VORGEGEBENER TEXT
# Balsaholz-Posen



## Franky (14. Dezember 2000)

Hi Leute,ich habe letzte Woche ein wenig Zeit gehabt, um mal 2 Balsaholzpöslein zu basteln und sie "Dauerzutesten"... Folgendes hab ich getestet:
Eine "Pose" habe ich geschmirgelt und mit "normaler" Farbe bepinselt. Bis die allerdings "hielt", mussten 3 - 4 Schichten drauf und die Tragkraft nahm rapide ab (rund ein Drittel)
Die andere Pose habe ich ebenfalls geschmirgelt und mit schweineteuerem klarem Sprühlack (2-Schichtlack aus dem KFZ-Bereich) zunächst versucht zu versiegeln, bevor ich mit Farbe draufgehe.
Auch hier war das Prob, das die Pose enorm an  Tragkraft einbüßte...
Der Langzeittest (über Nacht) im Eimer hat dann ergeben, daß die Pose ohne Lack trotz der dicken Farbschicht Wasser zog und fast absoff. Die lackierte Pose hielt etwas besser ...Gibt es eine Möglichkeit das Balsaholz Wasserfest zu versiegeln (vor oder nach dem "anmalen"), ohne das ein viertel bis ein drittel an Tragkraft eingebüßt wird??? 
	

	
	
		
		

		
			





 Ich wollte eigentlich keine Bojen basteln, sondern Posen! 
	

	
	
		
		

		
		
	


	




------------------
Immer &acute;nen Kescher voll
//-\ Franky //-\


----------



## Megarun (17. Dezember 2000)

Hi, Franky...
...versuche es einmal mit "Kronengrund", (Fachhandel) ist szs. eine Grundierung für weiches Holz. Dann dünn lackieren. (Sprühdose)  Immer die Pose unten: Megarun
------------------
...immer Untermaß...[1 Mal bearbeitet. Als letztes von Megarun am 17-12-2000 um 03:46.]


----------



## buggs (17. Dezember 2000)

Hai Franky
Versuche es mal mit Bootslack, Pose kurz eintauchen abtropfenlassen und trocknen.
Dann mit Farben von Revell streichen.

------------------
***>immer guten fang buggs < ######
---      
	

	
	
		
		

		
		
	


	




        ---


----------



## Franky (17. Dezember 2000)

@megarun: 
Was fürn Zeugs???? Klingt fast wie dänisches Bier... 
	

	
	
		
		

		
		
	


	







Mal ohne Scherz: WO kann man das bekommen. Ich war schon in &acute;nem Farbenfachladen, und die konnten mir nicht weiterhelfen.

------------------
Immer &acute;nen Kescher voll
//-\ Franky //-\


----------



## Franky (17. Dezember 2000)

BEREITGESTELLTES MATERIAL
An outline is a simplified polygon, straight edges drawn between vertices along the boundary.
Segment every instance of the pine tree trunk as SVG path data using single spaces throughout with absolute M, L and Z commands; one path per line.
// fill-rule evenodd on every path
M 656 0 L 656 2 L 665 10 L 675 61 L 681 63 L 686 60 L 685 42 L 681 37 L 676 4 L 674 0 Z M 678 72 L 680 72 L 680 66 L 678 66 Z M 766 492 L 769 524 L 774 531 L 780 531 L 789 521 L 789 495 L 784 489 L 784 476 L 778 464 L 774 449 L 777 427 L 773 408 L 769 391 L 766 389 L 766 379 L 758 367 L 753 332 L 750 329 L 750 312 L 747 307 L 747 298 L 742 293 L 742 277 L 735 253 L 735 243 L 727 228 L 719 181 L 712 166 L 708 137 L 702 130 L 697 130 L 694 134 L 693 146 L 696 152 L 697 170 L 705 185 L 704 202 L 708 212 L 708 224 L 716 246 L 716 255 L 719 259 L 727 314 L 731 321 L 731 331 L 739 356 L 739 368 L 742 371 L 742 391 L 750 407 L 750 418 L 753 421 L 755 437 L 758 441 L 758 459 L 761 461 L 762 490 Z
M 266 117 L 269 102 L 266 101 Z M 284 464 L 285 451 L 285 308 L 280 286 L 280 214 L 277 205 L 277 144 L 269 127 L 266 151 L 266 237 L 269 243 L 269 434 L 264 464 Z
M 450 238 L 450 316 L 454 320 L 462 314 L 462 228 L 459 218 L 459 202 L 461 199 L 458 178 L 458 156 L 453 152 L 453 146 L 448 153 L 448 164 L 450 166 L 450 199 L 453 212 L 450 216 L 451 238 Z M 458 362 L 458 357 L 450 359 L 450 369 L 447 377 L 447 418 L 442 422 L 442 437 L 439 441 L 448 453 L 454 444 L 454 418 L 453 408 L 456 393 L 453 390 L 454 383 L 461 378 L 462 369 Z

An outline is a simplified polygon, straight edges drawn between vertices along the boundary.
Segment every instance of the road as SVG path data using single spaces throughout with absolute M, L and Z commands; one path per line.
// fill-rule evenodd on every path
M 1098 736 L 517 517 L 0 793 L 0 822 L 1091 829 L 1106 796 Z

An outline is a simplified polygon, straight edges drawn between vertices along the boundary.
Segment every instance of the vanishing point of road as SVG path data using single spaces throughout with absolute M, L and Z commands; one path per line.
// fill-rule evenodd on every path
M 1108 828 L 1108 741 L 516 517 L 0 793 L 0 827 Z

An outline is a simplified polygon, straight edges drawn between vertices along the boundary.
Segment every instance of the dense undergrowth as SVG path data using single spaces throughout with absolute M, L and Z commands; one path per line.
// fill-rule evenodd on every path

ZIEL
Beantworte zum Text über Balsaholz-Posen diese Fragen:
(a) Um wie viel nahm die Tragkraft der mit normaler Farbe bepinselten Pose ungefähr ab?
(b) Welches Mittel empfiehlt Megarun als Grundierung für weiches Holz?
(c) Mit welchen Farben soll die Pose laut buggs nach dem Bootslack gestrichen werden?

ANTWORT
(a) Die Tragkraft nahm um rund ein Drittel ab.
(b) Megarun empfiehlt „Kronengrund“ aus dem Fachhandel.
(c) Die Pose soll mit Farben von Revell gestrichen werden.